**DIRECTIVE**: Could you change "single marker" to "single dot" throughout the part of the listing that opens with the line containing "the chimney as a single marker per instance." and closes with the line containing "point(118, 276)", leaving everything else as it is? Return only those lines.

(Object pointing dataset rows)
========================

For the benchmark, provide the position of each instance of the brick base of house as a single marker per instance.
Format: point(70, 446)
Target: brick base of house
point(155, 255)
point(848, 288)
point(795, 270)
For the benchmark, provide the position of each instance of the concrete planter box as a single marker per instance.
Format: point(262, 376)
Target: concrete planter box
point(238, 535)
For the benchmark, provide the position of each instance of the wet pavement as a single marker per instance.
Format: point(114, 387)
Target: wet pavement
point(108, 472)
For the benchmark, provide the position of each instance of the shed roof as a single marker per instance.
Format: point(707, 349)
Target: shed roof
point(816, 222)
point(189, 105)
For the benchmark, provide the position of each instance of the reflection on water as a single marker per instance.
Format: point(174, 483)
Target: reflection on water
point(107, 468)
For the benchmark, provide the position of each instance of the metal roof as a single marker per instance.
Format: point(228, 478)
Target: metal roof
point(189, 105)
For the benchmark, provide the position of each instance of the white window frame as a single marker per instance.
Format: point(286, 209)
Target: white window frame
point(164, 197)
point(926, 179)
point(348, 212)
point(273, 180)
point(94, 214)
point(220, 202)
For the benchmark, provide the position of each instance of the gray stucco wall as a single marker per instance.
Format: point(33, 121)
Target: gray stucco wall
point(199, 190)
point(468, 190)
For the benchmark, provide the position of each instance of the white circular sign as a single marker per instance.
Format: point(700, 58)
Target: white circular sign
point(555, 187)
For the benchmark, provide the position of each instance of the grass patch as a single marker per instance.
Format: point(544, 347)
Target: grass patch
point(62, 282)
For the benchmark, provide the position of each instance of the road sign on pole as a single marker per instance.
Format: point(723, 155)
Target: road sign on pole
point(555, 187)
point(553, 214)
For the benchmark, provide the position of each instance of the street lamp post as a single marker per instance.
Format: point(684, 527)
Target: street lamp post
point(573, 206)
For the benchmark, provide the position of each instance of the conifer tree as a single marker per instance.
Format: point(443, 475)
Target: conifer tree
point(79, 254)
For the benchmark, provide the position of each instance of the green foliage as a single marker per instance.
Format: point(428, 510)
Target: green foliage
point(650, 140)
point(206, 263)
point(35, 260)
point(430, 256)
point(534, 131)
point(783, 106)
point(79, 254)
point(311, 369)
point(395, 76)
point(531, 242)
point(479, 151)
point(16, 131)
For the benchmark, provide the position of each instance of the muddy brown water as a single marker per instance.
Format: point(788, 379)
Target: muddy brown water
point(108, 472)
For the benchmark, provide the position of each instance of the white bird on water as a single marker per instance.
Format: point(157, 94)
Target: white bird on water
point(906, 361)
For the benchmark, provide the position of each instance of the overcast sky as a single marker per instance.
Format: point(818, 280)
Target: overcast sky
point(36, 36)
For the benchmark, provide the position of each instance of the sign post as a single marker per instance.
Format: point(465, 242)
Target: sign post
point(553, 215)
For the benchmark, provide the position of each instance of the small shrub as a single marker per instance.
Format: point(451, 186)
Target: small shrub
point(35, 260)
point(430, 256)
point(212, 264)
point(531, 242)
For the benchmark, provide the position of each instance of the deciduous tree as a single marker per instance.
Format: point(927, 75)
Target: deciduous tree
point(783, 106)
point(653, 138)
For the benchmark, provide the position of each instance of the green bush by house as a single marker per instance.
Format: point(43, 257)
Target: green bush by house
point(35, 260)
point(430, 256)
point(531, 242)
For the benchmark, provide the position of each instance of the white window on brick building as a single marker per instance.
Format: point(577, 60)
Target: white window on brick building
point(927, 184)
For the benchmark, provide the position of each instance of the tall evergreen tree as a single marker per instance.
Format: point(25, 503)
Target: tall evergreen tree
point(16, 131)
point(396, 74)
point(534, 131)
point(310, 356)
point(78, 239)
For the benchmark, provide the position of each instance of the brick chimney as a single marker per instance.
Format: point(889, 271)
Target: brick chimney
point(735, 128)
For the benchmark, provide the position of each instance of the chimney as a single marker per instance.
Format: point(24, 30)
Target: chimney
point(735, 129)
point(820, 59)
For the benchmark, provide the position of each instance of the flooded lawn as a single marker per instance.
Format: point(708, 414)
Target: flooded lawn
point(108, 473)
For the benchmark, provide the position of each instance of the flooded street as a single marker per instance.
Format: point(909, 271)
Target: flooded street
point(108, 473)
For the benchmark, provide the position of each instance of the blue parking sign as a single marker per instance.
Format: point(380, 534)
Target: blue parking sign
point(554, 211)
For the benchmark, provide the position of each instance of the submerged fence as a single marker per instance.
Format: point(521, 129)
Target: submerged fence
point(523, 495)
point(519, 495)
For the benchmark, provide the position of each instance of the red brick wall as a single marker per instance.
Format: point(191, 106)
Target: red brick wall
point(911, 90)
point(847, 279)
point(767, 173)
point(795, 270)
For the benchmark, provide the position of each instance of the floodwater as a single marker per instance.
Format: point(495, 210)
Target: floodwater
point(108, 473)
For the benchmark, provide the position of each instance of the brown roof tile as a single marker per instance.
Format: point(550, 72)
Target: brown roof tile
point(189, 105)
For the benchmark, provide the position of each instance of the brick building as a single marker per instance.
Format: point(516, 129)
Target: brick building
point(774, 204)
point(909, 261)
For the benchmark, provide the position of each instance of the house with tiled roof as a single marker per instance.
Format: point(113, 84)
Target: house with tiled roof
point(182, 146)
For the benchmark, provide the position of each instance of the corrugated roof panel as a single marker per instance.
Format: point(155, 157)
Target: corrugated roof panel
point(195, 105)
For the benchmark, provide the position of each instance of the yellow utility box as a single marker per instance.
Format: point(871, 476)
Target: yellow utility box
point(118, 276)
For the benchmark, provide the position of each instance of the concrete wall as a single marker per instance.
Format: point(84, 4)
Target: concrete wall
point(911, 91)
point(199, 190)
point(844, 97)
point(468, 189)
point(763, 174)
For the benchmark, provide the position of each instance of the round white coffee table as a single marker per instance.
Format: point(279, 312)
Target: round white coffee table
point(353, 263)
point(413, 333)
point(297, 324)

========================

**THE RESULT**:
For the benchmark, provide the position of each instance of the chimney as a single dot per instance.
Format: point(24, 30)
Target: chimney
point(735, 129)
point(820, 59)
For the benchmark, provide the position of each instance of the flooded lawn as a single dot per instance.
Format: point(708, 414)
Target: flooded lawn
point(108, 473)
For the benchmark, provide the position of each instance of the flooded street as a single dot per instance.
Format: point(909, 271)
Target: flooded street
point(108, 473)
For the benchmark, provide the position of each instance of the blue parking sign as a single dot per instance.
Format: point(380, 534)
Target: blue parking sign
point(554, 211)
For the benchmark, provide the position of each instance of the submerged fence as a single dot per instance.
Format: point(521, 129)
Target: submerged fence
point(523, 495)
point(519, 495)
For the benchmark, provide the position of each instance of the red brick wall as a single dot per instance.
Format: point(191, 106)
Target: red brick wall
point(911, 90)
point(847, 279)
point(767, 173)
point(795, 270)
For the benchmark, provide the position of each instance of the floodwater as a single dot per instance.
Format: point(495, 210)
Target: floodwater
point(108, 473)
For the benchmark, provide the position of each instance of the brown roof tile as a single dot per instance.
Format: point(550, 72)
Target: brown roof tile
point(189, 105)
For the benchmark, provide the position of each instance of the brick building as a single dot per instance.
Format: point(516, 129)
Target: brick building
point(774, 204)
point(909, 261)
For the benchmark, provide the position of each instance of the house with tiled roof as a single dot per instance.
Format: point(113, 84)
Target: house with tiled roof
point(182, 146)
For the benchmark, provide the position of each instance of the corrugated roof panel as a single dot per instance.
Format: point(155, 157)
Target: corrugated roof panel
point(195, 105)
For the benchmark, provide the position of each instance of the yellow utility box as a single dot per instance.
Format: point(871, 476)
Target: yellow utility box
point(118, 276)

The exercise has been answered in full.